この著作はフィクションではありません。アメリカ メイン大学 社会学教授キリアコス C. マルキデス博士によるルポルタージュ(取材書)です。登場人物は実在人物ですが、著者と取材者との契約上すべて仮名で書かれています。
メッセンジャー ストロヴォロスの賢者への道
著:キリアコス・マルキデス 訳:鈴木 真佐子
太陽出版 初版1999年



第1章 ストロヴォロスの賢者

スピロス・サティ(取材人物と著者の約束により仮名) のことは子供の頃から知っていた。死後の世界について島では一番の専門家という彼の評判は、憧れと好奇心と恐怖の入り混じった気持ちを私に抱かせた。子供だった私たちは、教区の司祭からは、この悪魔のような力を持った男、ストロヴォロスの賢者を避けるようにと注意を受けていた。人に憑く霊の話や、悪魔払いの話、そして体を持たない霊たちで溢れていた彼の家に関する話を、目を丸くしながら聞いたものである。彼の名前はオカルトと同じ意味を持っており、誰でも、死んだ母親に会いたいという思いと勇気があれば、彼の家の戸を叩けばよかった。1960年(昭和35年)、私がキプロスを後にして、アメリカへと去った頃、スピロス・サティに対する私のイメージはそんなものだった。

__参照資料__

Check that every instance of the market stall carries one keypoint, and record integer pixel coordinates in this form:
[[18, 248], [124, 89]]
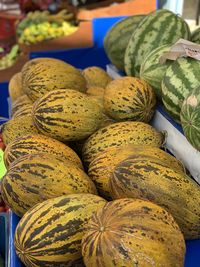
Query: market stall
[[114, 138]]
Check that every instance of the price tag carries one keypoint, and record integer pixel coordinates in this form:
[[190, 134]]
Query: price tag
[[2, 166]]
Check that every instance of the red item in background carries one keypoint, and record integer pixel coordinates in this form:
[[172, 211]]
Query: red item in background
[[7, 27], [2, 146], [31, 5]]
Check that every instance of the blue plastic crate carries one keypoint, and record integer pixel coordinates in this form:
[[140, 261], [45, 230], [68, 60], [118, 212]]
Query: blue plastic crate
[[4, 236]]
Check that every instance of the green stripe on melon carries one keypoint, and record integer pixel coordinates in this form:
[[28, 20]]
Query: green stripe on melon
[[152, 71], [190, 118], [179, 80], [158, 28], [195, 37], [116, 39]]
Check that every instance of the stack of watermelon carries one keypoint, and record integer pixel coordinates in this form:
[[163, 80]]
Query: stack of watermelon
[[135, 45]]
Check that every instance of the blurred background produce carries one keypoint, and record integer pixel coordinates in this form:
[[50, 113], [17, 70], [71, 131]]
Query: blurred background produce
[[8, 56], [40, 26]]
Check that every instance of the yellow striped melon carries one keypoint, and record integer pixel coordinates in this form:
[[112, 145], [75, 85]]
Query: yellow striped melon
[[37, 143], [34, 178], [120, 134], [153, 180], [46, 76], [101, 168], [15, 86], [18, 127], [23, 111], [20, 102], [129, 98], [96, 76], [67, 115], [50, 234], [132, 232]]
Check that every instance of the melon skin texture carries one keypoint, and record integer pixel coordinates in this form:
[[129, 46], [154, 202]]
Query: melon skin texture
[[117, 38], [129, 98], [181, 78], [45, 76], [34, 178], [190, 119], [50, 234], [132, 232], [67, 115], [154, 180], [151, 33]]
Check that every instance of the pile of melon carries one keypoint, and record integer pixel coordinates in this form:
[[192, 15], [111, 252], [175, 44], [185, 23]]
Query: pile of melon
[[88, 174], [140, 46]]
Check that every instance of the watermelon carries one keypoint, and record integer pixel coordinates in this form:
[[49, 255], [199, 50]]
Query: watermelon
[[190, 118], [152, 71], [195, 36], [116, 39], [158, 28], [181, 77]]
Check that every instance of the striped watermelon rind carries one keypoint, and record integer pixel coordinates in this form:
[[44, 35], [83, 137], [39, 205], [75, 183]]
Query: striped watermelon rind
[[152, 71], [158, 28], [116, 39], [190, 118], [181, 77]]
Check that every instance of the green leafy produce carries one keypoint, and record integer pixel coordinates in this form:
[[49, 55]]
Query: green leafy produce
[[40, 26]]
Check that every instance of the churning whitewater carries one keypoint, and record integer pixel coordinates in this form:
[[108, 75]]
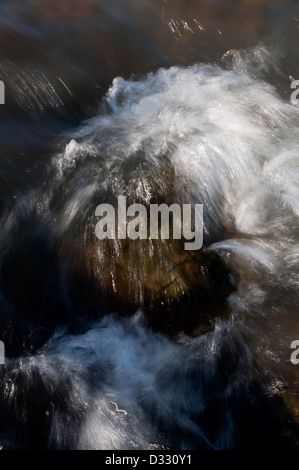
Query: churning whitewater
[[203, 134]]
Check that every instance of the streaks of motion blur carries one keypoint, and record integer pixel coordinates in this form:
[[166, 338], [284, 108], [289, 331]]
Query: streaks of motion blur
[[211, 134]]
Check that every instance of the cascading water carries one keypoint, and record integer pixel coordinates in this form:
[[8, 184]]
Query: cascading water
[[139, 344]]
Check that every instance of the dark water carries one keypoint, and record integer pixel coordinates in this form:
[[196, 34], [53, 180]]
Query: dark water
[[139, 344]]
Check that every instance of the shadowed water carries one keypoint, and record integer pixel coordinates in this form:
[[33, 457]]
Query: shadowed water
[[141, 345]]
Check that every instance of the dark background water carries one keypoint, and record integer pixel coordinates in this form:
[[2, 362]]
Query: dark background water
[[57, 60]]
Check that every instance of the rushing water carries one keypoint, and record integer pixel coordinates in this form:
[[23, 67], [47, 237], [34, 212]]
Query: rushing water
[[138, 344]]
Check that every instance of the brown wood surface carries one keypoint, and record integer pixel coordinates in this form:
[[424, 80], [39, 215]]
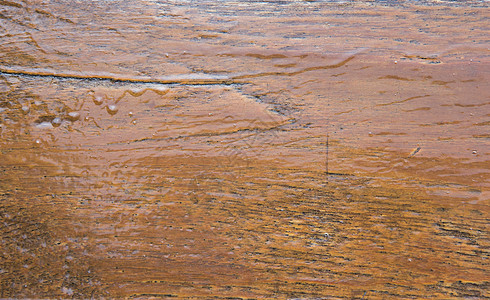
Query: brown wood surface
[[280, 149]]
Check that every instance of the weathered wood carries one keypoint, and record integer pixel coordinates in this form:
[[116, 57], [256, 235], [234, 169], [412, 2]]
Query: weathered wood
[[323, 150]]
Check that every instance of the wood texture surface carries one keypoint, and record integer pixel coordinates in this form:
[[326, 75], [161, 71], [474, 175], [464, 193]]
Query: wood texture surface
[[244, 150]]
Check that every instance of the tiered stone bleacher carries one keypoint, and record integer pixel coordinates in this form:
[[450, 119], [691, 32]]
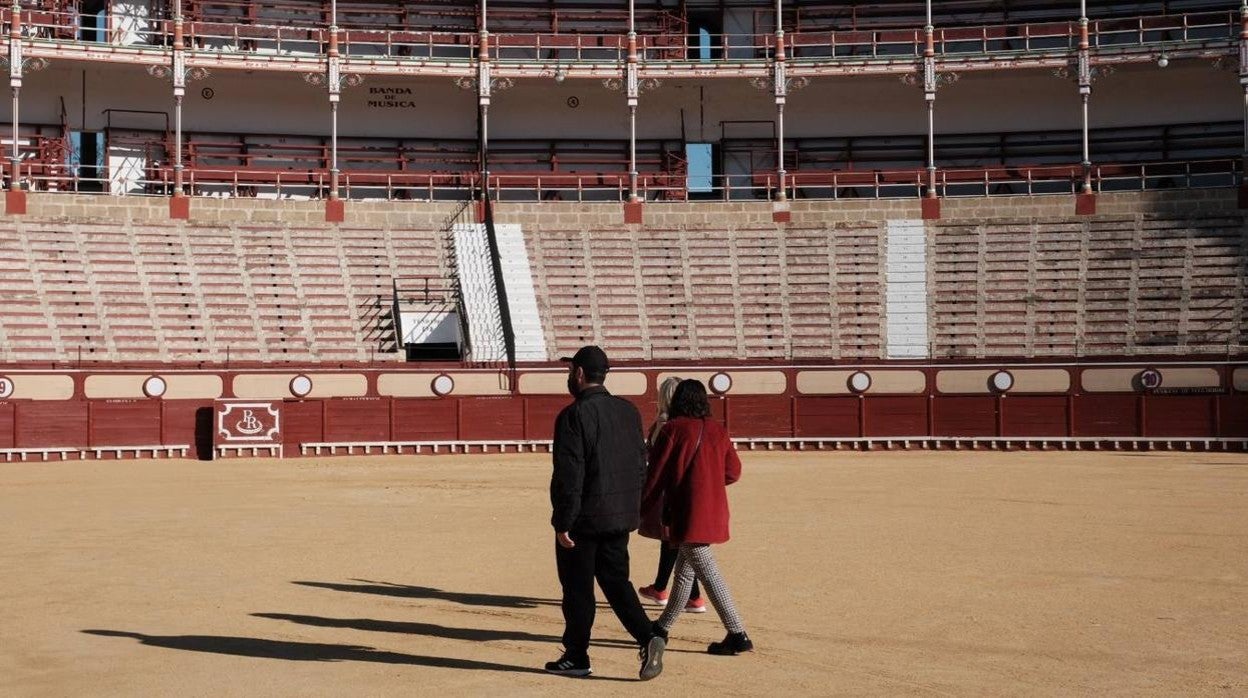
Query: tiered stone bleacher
[[202, 292], [715, 292], [1112, 285]]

__作業内容__
1 - 本文から、「スピロス・サティ(取材人物と」で始まり「イメージはそんなものだった。」で終わる部分をそのまま抜き出すこと。
2 - 次の(a)〜(c)が本文の内容と合うかどうかを、それぞれ「はい」か「いいえ」で答え、判断の決め手となる本文の語句をそのまま引用すること。
(a) 著者は1960年にキプロスを離れ、アメリカへ渡った。
(b) 教区の司祭は、子供たちにスピロス・サティを訪ねるよう勧めていた。
(c) この著作の登場人物は、すべて実名で書かれている。
3 - ストロヴォロスの賢者を描いた本文の続きを、最後の文の後から書き進めること。

__作業ごとの解答__
1 -
スピロス・サティ(取材人物と著者の約束により仮名) のことは子供の頃から知っていた。死後の世界について島では一番の専門家という彼の評判は、憧れと好奇心と恐怖の入り混じった気持ちを私に抱かせた。子供だった私たちは、教区の司祭からは、この悪魔のような力を持った男、ストロヴォロスの賢者を避けるようにと注意を受けていた。人に憑く霊の話や、悪魔払いの話、そして体を持たない霊たちで溢れていた彼の家に関する話を、目を丸くしながら聞いたものである。彼の名前はオカルトと同じ意味を持っており、誰でも、死んだ母親に会いたいという思いと勇気があれば、彼の家の戸を叩けばよかった。1960年(昭和35年)、私がキプロスを後にして、アメリカへと去った頃、スピロス・サティに対する私のイメージはそんなものだった。

2 -
(a) はい。「1960年(昭和35年)、私がキプロスを後にして、アメリカへと去った頃」
(b) いいえ。「この悪魔のような力を持った男、ストロヴォロスの賢者を避けるようにと注意を受けていた」
(c) いいえ。「すべて仮名で書かれています」

3 -
20年近くもたつと、小さい時に想像をかき立てられはしたものの一度も会ったことのない男のことなど、ほとんど覚えていなかった。ストロヴォロスの賢者に対する関心は、キプロスを訪れた1978年(昭和53年)の夏まではなかったのだ。その時、私は旧友の言語学者と軽い会話を交わしていたのであるが、彼女は裁判官である夫とともに、半ば秘密結社のような真理の探究サークルに属していることをそっと明かしてくれたのである。この神秘的な集まりのスピリチュアルな指導者がストロヴォロスの賢者以外の何者でもないと聞いて、私はびっくりしてしまった。私はすぐさま、彼に会う意志があることを伝えた。

スピロス・サティに会うため、友人とニコシアの郊外にあるストロヴォロス地区を訪れたのは8月も終わりに近かった。なんて皮肉なんだろう、と私は思った。自分の家からたった2マイル(約3キロ)のところに住む謎の男に会うまでに、アメリカで18年も過ごさなくてはいけなかったなんて。私は、彼の評判からして厳しい性格で、すごい顔つきの人物に会うものとばかり予想していた。ところが、その先入観は見事に外れていた。背が高く、優しそうな顔をした60半ばのおじいさんで、恩給でつましく暮らす元政府印刷局の役人である。私が出会ったのは、半分気の触れた恐ろしい魔法使いなどではなく、感情豊かで信心深く、しかもユーモアにも溢れ、絵画やクラシック音楽などをたしなむ男だった。

彼は自身をヒーラー、そしてセラピスト、それから魂の医師と考えている。彼の人生の一番の関心事は彼の言葉で言うと、周りの人びとの痛みを和らげることである。そして、自己発見の旅に関心を持っていて、旅立つ準備のある者たちの手助けをすることであった。

「私たちは以前にあったことがありますね」

最初に会った時、彼は大きめの声で言うと、右手を額に当てた。

「いいえ、ないと思いますが」

私は笑いながら答えると、友人から紹介され、握手する手を差し出した。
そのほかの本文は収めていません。